— START Input material —

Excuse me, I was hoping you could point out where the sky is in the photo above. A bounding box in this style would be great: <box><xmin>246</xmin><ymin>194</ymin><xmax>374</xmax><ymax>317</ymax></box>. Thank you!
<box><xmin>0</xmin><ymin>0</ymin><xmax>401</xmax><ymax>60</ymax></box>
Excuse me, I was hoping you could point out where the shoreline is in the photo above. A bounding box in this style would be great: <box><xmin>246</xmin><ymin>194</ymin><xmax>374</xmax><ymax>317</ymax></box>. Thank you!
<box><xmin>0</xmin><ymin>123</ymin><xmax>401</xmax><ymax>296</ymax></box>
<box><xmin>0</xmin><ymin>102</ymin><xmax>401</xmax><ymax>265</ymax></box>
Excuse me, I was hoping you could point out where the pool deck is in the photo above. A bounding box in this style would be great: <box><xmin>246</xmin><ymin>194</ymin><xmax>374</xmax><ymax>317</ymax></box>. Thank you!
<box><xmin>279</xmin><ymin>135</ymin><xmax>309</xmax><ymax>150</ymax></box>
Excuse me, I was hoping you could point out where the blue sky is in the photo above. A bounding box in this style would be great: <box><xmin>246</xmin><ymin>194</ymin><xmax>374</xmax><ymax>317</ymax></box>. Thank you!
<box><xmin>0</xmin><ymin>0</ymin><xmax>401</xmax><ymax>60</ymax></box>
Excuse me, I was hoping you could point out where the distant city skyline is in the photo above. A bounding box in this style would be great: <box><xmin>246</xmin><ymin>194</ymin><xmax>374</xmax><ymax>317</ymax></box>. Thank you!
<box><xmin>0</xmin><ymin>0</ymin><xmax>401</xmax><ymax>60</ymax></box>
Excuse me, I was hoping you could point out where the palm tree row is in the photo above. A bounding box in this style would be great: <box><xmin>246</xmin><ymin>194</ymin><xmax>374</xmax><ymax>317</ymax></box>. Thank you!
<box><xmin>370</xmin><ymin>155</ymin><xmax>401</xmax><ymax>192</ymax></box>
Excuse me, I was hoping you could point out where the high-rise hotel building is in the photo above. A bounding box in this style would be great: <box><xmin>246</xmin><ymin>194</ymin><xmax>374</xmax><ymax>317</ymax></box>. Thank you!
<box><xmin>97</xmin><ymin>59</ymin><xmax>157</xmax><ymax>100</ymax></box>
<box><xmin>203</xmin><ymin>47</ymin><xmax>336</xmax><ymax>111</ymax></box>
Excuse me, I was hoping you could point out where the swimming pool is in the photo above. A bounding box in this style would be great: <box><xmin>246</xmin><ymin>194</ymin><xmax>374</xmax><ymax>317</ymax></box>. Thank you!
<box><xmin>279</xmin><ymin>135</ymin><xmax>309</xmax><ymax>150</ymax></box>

— END Input material —

Please lay out the listing from the line containing "where the swimming" through the end of the listing, inclusive, as a two-column CSV with the columns request and answer, one row per request. Put each text in a single quoted field and turn any line breaks into spaces.

request,answer
"Excuse me, I was hoping you could point out where the swimming pool is in the photo above. A bounding box in this style would be great: <box><xmin>246</xmin><ymin>194</ymin><xmax>374</xmax><ymax>317</ymax></box>. Thank you!","<box><xmin>279</xmin><ymin>135</ymin><xmax>309</xmax><ymax>150</ymax></box>"